§ **Work required**:
Return each line below that contains the string "base", copied in full. Case counts when matching.

§ **Given entries**:
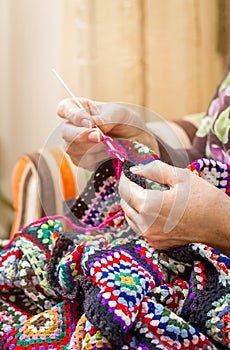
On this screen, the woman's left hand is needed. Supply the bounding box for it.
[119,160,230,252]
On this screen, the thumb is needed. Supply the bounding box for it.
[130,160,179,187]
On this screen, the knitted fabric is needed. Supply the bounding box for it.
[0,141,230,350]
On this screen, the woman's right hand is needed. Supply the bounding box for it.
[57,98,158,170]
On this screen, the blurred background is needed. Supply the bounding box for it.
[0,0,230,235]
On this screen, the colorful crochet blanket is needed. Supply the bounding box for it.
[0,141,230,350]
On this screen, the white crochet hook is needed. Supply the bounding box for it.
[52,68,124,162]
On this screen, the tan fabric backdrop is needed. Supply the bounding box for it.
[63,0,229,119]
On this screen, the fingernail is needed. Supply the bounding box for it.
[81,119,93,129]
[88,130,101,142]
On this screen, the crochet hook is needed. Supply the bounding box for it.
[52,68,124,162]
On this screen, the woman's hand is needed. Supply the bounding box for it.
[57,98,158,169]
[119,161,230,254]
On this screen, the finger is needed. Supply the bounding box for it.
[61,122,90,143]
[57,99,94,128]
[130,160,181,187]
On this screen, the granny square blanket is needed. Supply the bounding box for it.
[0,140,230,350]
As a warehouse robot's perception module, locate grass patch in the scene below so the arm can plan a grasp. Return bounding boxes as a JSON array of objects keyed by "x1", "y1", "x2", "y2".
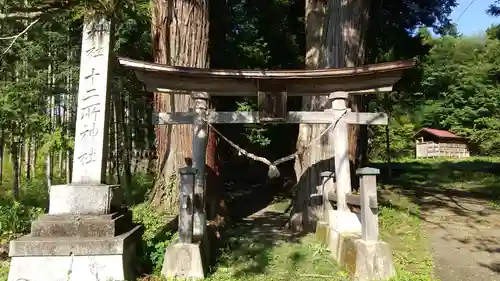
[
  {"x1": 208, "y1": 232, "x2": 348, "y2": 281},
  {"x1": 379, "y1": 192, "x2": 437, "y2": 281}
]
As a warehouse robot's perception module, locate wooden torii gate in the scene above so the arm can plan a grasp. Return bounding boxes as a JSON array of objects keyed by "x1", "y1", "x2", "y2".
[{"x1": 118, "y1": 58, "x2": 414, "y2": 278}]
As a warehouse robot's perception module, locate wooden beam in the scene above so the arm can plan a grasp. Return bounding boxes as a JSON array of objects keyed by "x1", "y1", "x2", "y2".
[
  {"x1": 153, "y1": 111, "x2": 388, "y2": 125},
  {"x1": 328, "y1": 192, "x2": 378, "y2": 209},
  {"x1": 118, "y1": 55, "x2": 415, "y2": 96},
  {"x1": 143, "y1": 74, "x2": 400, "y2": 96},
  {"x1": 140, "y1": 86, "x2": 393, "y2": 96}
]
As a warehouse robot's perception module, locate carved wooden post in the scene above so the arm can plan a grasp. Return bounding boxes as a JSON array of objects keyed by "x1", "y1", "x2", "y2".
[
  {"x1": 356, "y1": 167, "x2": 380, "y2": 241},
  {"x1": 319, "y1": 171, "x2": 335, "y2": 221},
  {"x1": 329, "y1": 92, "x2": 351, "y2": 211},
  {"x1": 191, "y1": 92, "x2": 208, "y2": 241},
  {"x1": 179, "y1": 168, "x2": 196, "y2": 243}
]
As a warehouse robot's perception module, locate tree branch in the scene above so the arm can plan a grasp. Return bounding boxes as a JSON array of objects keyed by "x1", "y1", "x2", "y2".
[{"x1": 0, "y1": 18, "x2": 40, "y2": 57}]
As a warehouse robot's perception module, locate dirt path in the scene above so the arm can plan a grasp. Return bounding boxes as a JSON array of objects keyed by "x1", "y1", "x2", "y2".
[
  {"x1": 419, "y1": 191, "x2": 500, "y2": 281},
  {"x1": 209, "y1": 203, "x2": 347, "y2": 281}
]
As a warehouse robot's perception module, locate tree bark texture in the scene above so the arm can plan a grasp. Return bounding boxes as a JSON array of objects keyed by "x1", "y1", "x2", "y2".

---

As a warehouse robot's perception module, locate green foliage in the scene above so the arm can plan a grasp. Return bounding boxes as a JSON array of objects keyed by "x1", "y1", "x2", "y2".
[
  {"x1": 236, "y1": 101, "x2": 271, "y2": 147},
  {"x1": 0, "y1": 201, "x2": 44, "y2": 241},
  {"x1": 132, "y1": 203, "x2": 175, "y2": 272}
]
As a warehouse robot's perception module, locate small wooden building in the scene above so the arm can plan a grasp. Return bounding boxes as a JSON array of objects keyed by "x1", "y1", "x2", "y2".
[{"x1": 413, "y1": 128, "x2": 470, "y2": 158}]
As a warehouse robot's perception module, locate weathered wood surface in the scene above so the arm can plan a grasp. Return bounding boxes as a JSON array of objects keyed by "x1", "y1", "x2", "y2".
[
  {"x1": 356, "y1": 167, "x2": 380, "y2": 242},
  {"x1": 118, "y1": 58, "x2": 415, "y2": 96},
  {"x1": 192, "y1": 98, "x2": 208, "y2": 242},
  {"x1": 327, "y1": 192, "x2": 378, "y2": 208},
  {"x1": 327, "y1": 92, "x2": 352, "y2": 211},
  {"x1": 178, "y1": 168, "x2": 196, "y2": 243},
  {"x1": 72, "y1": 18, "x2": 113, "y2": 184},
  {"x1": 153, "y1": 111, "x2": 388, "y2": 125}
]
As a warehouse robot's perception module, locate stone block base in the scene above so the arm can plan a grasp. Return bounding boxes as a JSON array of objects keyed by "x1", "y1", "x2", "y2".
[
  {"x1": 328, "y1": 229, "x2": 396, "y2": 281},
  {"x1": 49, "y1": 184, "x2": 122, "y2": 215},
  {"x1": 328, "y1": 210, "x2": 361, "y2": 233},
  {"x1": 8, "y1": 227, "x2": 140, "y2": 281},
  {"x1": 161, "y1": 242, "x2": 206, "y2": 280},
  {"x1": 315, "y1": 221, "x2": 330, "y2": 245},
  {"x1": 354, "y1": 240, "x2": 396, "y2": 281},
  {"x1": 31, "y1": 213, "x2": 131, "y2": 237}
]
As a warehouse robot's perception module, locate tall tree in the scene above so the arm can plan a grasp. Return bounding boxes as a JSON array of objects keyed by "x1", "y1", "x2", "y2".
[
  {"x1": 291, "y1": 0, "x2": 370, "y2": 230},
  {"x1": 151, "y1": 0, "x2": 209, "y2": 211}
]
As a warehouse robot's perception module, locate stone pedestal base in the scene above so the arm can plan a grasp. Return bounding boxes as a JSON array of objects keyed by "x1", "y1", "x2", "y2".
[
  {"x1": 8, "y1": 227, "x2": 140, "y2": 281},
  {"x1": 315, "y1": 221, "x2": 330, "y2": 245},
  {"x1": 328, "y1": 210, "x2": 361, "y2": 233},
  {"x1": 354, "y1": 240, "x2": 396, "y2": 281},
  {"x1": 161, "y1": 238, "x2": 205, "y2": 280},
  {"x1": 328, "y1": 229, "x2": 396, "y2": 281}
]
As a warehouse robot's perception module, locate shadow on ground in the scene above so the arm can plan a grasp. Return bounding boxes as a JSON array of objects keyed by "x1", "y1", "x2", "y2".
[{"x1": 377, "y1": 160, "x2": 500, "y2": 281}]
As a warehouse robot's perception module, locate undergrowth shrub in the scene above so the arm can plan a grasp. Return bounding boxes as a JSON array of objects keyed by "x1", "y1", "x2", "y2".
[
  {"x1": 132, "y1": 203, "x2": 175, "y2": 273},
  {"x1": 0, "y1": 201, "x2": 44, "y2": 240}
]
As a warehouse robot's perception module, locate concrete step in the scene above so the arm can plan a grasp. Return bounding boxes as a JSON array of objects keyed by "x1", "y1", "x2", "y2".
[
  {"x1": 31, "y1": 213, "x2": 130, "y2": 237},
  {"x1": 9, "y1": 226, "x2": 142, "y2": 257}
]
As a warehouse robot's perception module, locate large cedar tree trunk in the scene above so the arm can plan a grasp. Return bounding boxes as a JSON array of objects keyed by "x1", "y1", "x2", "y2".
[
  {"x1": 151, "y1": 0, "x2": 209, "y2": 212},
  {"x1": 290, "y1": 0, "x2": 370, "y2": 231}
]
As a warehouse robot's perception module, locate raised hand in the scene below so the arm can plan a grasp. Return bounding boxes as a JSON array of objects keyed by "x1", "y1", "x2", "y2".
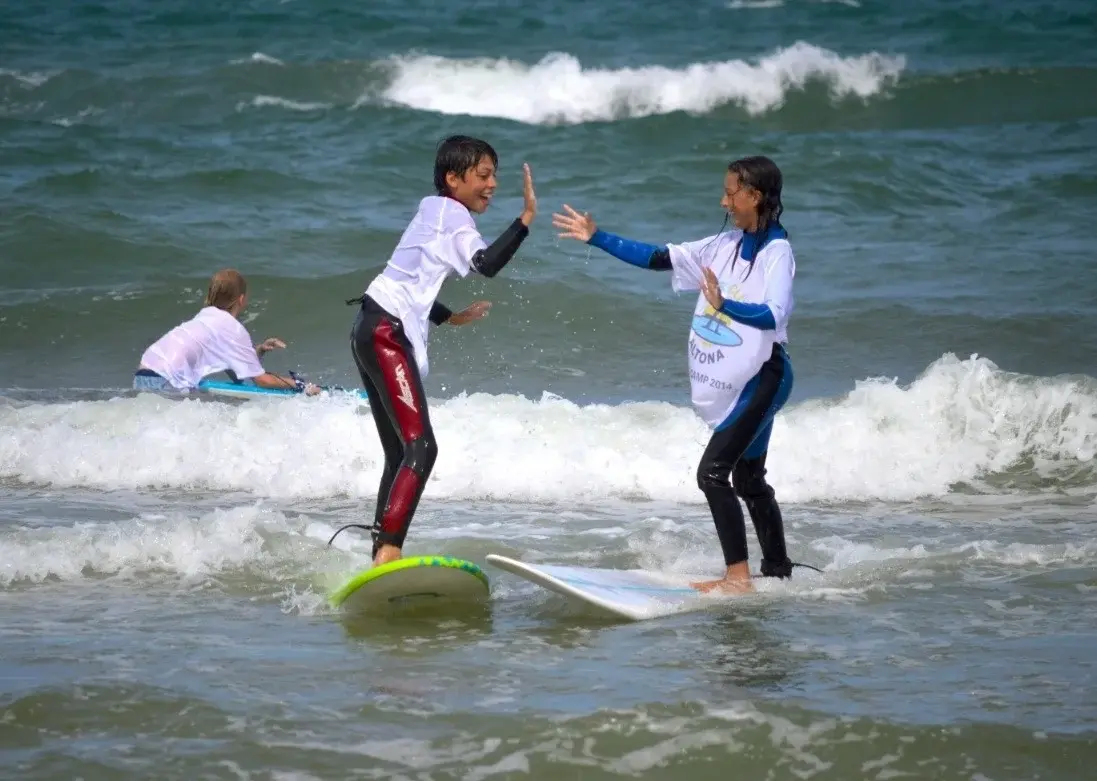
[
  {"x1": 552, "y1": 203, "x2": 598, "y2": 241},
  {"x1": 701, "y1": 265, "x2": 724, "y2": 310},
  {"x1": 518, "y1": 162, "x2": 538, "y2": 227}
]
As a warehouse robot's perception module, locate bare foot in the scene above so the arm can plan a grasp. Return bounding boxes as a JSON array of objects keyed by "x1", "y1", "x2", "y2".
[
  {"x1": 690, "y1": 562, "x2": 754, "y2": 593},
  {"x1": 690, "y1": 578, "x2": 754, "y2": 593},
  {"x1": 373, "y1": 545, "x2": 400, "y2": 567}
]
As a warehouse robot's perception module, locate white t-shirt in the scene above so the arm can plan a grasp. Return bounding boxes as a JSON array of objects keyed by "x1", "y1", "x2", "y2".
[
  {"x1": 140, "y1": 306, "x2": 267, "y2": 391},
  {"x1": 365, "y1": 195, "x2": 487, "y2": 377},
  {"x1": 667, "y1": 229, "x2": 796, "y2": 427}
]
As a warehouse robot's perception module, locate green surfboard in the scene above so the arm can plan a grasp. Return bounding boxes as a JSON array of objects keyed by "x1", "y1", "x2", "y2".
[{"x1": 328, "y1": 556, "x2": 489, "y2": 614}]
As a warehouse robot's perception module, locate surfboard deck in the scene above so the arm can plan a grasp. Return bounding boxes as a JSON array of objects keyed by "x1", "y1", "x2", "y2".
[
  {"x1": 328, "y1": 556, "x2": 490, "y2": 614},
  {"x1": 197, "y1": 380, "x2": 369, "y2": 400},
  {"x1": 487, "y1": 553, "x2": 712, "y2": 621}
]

§ **Finished task**:
As a warehouse robot's perception module, locate stone block base in the scene above so the arm can plan a grasp. Return bounding boxes as a JSON array of objects keyed by "x1", "y1", "x2", "y2".
As a warehouse robot's perception module, locate stone pedestal base in the scene above so the arm can plan a grasp. Return bounding boxes as a JSON array of objects keyed by "x1", "y1", "x2", "y2".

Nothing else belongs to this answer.